▶ Extrait du document:
******************************

Tout jugement peut être remis en cause, toute révision est envisageable. Partant, l’œuvre n’est plus jamais un objet isolé. De par nos expériences individuelles, elle est avant tout pluralité d’intégration. Des logiques de notre réception sociale s'adaptent pour que l'expérience de l'écoute établisse des relations fonctionnelles entre les différentes structures musicales (cellules mélodiques, rythmiques, refrains, etc.). Ces logiques révèlent une nouvelle forme de connaissance phénoménologique. L'histoire de la musique, en se déclinant dans toutes les composantes sociales, réussit ainsi peu à peu à replacer l’homme au centre des recherches musicologiques, en remontant de l’homme vers le monde extérieur, et en analysant la musique comme la réception d’un message. Traduire ce sens de la musique revient alors, en première analyse, à évaluer statistiquement les réactions de chacun, ce qui consiste à faire du moyen, du milieu, une approximation de ce que représente la musique dans un cadre social déterminé. Une telle réduction ne pouvait qu’engendrer des craintes et des réactions vis-à-vis d’un positivisme rejeté dans la nouvelle conscience de la réalité. Une nouvelle approche fut donc mise à profit pour passer du calcul à la création, de la vision scientifique à la vision créatrice. La théorie de la réception esthétique passe alors de la définition d’un message en général, à celle d’un message musical en particulier, c’est-à-dire d’une communication maîtrisable, à une communication où l’essentiel réside dans l’inexprimé. Comment cette musique qui ne traduit pas obligatoirement un schéma de communication, se décline-t-elle alors dans les différentes civilisations ? Comment l'homme est-il le fruit d'une acculturation et d'une assimilation qui synthétisent tous ses apprentissages ?

Cette acculturation peut toutefois s'apparenter soit à une dégradation, soit à un développement. La question se pose, par exemple, de savoir si l'enfant ne possèderait pas une certaine spontanéité musicale, une attention plus profonde que l’adulte et qui lui serait déniée par l'éducation.

Avant de connaître ou de reconnaître, la personnalité doit avoir produit le son, son, perçu son organisation ou en avoir cerné différentes composantes, la hauteur, la durée, etc., pour que l'audition sache le restructurer et le connaître. Cette intégration passe par tous les niveaux de conscience de notre être et devient par là-même un des fondements de la structuration de la personnalité. Plusieurs écoles d'apprentissage de la musique étudient cet apport fondamental. Toute notre culture s'apprend au contact d'un certain milieu sociologique, et la musique doit y tenir une place, faute de quoi sa perception sera différente.

Quelle influence cette acculturation joue-t-elle sur notre réception des musiques extra-européennes, ou sur l’écoute de styles qui se situent hors de notre champ culturel ?

******************************

▶ Consignes: Pouvez-vous transcrire fidèlement le passage de l'extrait sur l'acculturation musicale qui commence aux mots « Avant de connaître » et s'arrête après « perception sera différente. » ? Les lignes ci-dessous n'ont aucun rapport avec l'extrait.

▶ Données affichées:
******************************

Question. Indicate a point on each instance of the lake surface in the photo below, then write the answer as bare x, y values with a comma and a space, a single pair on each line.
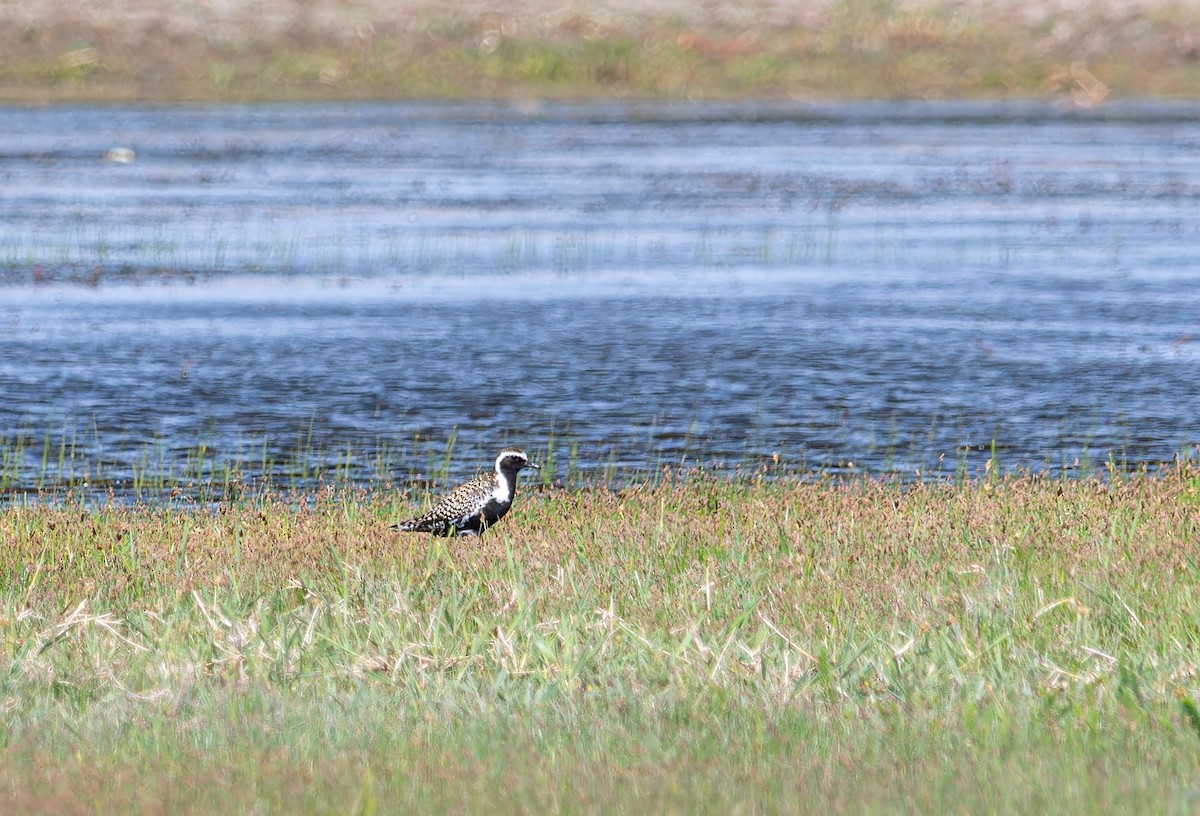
617, 288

******************************

▶ Résultat obtenu:
Avant de connaître ou de reconnaître, la personnalité doit avoir produit le son, son, perçu son organisation ou en avoir cerné différentes composantes, la hauteur, la durée, etc., pour que l'audition sache le restructurer et le connaître. Cette intégration passe par tous les niveaux de conscience de notre être et devient par là-même un des fondements de la structuration de la personnalité. Plusieurs écoles d'apprentissage de la musique étudient cet apport fondamental. Toute notre culture s'apprend au contact d'un certain milieu sociologique, et la musique doit y tenir une place, faute de quoi sa perception sera différente.